## Start Exercise materials

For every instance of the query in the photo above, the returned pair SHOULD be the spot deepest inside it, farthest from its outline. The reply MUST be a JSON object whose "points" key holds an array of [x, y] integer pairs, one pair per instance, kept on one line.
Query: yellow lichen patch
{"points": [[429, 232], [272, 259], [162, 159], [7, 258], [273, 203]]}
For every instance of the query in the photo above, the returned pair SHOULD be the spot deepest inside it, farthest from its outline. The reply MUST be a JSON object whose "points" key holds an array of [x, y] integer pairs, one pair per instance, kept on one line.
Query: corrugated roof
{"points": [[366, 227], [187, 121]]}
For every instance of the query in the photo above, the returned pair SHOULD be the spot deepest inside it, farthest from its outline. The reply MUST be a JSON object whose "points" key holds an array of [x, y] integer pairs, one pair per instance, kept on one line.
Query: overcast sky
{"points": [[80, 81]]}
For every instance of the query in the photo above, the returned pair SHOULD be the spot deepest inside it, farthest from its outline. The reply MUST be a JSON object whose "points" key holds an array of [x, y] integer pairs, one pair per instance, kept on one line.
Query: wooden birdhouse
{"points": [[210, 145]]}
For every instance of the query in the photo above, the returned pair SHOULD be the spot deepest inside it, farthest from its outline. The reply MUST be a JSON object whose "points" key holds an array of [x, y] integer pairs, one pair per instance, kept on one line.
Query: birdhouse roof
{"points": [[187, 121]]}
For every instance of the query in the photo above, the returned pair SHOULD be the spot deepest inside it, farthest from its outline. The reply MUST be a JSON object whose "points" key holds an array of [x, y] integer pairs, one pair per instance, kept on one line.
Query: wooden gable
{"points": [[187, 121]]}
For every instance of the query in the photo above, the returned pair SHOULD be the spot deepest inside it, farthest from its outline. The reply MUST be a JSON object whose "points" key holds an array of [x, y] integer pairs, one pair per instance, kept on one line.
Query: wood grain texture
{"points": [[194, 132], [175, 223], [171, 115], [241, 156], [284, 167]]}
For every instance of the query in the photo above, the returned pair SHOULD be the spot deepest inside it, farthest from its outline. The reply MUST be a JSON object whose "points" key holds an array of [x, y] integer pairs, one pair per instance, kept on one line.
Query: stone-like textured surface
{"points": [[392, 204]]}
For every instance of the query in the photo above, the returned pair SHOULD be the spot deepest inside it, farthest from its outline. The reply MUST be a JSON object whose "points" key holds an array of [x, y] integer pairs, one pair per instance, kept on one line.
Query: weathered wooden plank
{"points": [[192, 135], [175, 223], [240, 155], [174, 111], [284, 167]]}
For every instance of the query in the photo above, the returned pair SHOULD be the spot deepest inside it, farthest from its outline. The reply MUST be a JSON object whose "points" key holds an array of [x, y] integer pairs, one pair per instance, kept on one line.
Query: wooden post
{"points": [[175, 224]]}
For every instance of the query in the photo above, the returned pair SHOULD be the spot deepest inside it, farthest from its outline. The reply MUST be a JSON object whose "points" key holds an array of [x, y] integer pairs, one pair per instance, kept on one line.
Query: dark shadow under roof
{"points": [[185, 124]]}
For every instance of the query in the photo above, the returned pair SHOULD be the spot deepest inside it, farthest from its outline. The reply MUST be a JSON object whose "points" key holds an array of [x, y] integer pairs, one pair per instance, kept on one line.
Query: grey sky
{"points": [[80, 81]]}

## End Exercise materials

What is needed: Repeat the entries shown above, every one, word for word.

Final result:
For every instance of the query in the photo above, the returned pair SHOULD be the spot deepest inside it, farthest from its outline. The reply MUST be a JSON object whose "points" key holds an array of [x, y] integer pairs, one pair per instance, kept on one line.
Query: yellow lichen patch
{"points": [[429, 232], [272, 259], [162, 159], [7, 258], [273, 203]]}
For every instance of the query in the photo above, the returned pair SHOULD be the spot deepest inside it, farthest from its outline. The reply MUST be a JSON object whose "points" key holds an array of [x, y] integer pairs, one pair per instance, kept on one line.
Query: corrugated roof
{"points": [[366, 227], [187, 121]]}
For every instance of the query in the photo above, the returned pair SHOULD be the spot deepest inside it, farthest from its outline. The reply MUST be a JSON object whose "points" key holds an array of [x, y] integer pairs, one pair per instance, kept on one line.
Query: overcast sky
{"points": [[80, 81]]}
For every instance of the query in the photo above, the returned pair SHOULD be the spot deepest inside it, farthest from its outline. The reply MUST be a JSON object whose "points" key holds an array of [x, y] integer pairs, one pair per instance, kept on one line.
Query: wooden birdhouse
{"points": [[210, 145]]}
For every instance of the query in the photo above, the returned pair SHOULD be the spot deepest inside it, farthest from its outline. The reply MUST be a JSON object whose "points" key holds an array of [x, y] integer pairs, one pair per instance, kept on one line.
Query: birdhouse roof
{"points": [[187, 121]]}
For every instance of the query in the photo above, the returned pair SHOULD be the spot deepest inside it, farthest from its outline. The reply MUST be a JSON object whose "points" key holds an array of [x, y] integer pairs, one pair per instance, kept on one line.
Query: wooden gable
{"points": [[187, 121]]}
For every instance of the query in the photo above, the returned pair SHOULD be the spot deepest inside it, farthest from its outline. The reply MUST be a JSON object whose "points" key holds an array of [x, y] integer pairs, one pair per instance, kept on one line.
Query: wood grain texture
{"points": [[194, 132], [175, 223], [171, 115], [241, 156], [284, 167]]}
For every instance of the query in the photo above, the returned pair SHOULD be the spot deepest inside it, farthest from its outline. The reply MUST be a JSON object whose "points" key holds an array of [x, y] integer pairs, one pair per instance, kept on one line.
Query: stone-like textured surface
{"points": [[392, 204]]}
For every instance of the query in the photo above, the returned pair SHOULD be the spot deepest inside it, farthest from its outline. The reply MUST be a JSON object whose "points" key holds an array of [x, y] integer pairs, one pair per instance, kept on one line.
Query: weathered wooden plank
{"points": [[192, 135], [175, 223], [240, 155], [174, 111], [284, 167]]}
For every instance of the query in the photo above, the returned pair SHOULD be the spot deepest inside it, farthest from its outline. The reply MUST be a JSON object whose "points" key holds an array of [x, y] integer pairs, one pair per instance, kept on one line.
Query: wooden post
{"points": [[175, 224]]}
For every instance of the query in the photo above, the returned pair SHOULD be the spot deepest inside it, farthest from its outline. The reply MUST be a JSON object whose "points" key holds an array of [x, y] integer pairs, one pair per instance, kept on one line.
Query: dark shadow under roof
{"points": [[185, 124]]}
For every instance of the query in the photo above, the returned pair SHOULD be the spot deepest inside it, farthest from its outline. The reply MUST be a JSON object whose "points" key holds an array of [x, y] integer pairs, one pair per instance, kept on one line.
Query: grey sky
{"points": [[80, 81]]}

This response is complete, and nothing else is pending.